*What the task asks:* Reproduce exactly the lines from the line containing "of the mossy" through the end of the records below, including both ends, and nothing else.

--- Start Exercise materials ---

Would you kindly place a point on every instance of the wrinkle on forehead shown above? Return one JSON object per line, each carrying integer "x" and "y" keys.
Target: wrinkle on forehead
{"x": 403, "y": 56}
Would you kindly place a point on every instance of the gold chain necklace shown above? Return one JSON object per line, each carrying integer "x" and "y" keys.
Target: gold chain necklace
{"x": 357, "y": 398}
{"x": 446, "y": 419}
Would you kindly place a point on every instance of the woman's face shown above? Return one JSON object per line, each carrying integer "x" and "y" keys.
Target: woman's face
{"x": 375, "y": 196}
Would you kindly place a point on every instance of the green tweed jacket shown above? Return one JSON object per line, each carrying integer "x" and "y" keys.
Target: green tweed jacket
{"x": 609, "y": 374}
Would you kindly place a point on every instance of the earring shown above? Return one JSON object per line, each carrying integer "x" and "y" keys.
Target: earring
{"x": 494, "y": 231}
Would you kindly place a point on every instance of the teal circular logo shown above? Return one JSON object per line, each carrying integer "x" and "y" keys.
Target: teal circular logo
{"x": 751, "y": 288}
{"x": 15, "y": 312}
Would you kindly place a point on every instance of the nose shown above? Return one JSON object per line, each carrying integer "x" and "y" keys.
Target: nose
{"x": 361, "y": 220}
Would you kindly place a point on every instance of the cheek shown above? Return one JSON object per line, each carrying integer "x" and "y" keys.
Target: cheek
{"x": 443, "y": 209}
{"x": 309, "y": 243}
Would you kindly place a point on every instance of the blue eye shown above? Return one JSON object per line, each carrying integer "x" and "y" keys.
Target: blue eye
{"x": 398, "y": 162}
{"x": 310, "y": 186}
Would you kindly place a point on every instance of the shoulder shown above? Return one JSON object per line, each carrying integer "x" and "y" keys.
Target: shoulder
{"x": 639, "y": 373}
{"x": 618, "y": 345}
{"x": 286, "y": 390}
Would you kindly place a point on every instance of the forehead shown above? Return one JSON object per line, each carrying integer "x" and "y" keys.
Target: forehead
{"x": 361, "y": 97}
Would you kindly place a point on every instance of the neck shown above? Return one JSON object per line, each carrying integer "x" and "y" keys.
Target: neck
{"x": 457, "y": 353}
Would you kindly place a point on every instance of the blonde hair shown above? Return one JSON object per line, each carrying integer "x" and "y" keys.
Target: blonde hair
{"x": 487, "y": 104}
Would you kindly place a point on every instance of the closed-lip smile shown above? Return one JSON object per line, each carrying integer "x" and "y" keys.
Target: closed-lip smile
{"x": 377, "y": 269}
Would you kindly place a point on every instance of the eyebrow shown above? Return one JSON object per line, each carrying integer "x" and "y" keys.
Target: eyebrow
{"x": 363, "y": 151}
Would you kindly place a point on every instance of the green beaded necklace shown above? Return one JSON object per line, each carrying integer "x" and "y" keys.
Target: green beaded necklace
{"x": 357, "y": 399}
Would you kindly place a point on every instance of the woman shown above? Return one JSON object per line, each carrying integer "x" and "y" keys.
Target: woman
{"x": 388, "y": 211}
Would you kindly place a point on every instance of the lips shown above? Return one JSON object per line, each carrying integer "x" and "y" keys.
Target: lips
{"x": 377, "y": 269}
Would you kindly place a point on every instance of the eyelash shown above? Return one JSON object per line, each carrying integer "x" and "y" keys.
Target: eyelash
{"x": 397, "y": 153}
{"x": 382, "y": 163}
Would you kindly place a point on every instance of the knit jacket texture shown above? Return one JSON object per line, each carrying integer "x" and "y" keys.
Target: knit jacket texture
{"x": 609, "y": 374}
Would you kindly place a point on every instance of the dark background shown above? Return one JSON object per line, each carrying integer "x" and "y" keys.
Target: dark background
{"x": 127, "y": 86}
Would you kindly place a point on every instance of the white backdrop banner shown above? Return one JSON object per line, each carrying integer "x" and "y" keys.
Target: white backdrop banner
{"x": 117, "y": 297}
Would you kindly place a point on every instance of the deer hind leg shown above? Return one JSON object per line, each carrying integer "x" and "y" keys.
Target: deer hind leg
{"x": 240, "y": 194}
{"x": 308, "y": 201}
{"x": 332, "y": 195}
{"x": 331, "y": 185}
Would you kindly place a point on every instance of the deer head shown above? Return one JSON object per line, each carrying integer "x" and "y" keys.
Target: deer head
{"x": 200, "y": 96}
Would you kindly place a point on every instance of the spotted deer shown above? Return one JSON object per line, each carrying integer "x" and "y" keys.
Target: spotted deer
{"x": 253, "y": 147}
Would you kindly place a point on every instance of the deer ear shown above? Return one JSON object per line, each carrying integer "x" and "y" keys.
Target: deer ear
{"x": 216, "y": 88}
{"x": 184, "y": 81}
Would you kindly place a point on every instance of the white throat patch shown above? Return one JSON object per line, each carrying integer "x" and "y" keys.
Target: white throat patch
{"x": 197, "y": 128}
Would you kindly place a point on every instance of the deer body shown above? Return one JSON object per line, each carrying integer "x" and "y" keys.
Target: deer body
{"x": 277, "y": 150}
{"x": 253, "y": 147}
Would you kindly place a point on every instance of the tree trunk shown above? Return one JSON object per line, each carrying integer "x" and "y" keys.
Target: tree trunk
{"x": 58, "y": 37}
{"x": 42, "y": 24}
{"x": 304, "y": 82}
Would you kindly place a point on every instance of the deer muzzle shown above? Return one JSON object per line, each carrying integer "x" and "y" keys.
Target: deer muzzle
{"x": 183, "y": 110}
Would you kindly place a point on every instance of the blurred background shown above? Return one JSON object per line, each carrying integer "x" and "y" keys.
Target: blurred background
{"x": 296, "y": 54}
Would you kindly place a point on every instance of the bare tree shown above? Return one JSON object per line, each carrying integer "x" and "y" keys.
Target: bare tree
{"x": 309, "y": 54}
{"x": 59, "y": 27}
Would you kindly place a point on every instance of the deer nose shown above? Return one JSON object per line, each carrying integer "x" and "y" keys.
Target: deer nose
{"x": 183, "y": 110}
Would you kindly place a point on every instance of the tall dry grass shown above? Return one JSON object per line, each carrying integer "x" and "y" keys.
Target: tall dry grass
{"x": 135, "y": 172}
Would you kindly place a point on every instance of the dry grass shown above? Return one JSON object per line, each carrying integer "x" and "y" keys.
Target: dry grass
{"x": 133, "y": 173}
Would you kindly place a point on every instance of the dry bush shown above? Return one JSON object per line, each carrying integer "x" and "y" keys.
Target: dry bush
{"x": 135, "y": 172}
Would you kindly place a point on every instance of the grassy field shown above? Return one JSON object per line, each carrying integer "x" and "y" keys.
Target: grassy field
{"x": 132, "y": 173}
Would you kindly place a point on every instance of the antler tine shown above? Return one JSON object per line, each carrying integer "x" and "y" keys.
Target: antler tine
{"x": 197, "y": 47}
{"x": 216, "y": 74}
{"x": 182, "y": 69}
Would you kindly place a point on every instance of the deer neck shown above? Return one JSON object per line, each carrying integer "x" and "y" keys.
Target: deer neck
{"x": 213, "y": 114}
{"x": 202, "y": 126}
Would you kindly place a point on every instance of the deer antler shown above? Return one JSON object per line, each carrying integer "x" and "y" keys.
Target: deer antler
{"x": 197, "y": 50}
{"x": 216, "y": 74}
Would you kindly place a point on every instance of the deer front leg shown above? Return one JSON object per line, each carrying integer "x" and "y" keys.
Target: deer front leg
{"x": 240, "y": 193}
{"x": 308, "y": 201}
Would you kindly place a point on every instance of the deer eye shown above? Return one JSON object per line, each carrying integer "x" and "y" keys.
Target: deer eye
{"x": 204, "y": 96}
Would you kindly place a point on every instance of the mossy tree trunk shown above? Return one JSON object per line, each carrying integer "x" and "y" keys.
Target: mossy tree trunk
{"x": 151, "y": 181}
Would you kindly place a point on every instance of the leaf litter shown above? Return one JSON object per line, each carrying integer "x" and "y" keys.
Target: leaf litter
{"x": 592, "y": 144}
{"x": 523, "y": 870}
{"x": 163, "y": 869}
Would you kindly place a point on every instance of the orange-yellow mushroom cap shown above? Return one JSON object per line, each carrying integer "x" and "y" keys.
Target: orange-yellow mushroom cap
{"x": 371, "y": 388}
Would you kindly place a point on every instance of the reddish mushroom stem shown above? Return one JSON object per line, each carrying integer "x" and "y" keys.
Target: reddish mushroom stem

--- End Exercise materials ---

*Finished task:*
Would you kindly place a point on every instance of the mossy tree trunk shown above? Return one JSON object per line, each carrying integer "x" and "y" keys.
Target: mossy tree trunk
{"x": 151, "y": 181}
Would you kindly place a point on every instance of the leaf litter shown above? Return one JSON object per line, each carrying integer "x" and "y" keys.
Target: leaf litter
{"x": 592, "y": 144}
{"x": 523, "y": 870}
{"x": 163, "y": 869}
Would you kindly place a point on every instance of the orange-yellow mushroom cap shown above? Return one JSON object per line, each carrying integer "x" and "y" keys.
Target: orange-yellow mushroom cap
{"x": 371, "y": 388}
Would you kindly place a point on every instance of the reddish mushroom stem shown above? Return one JSON object per line, each carrying integer "x" and "y" keys.
Target: reddish mushroom stem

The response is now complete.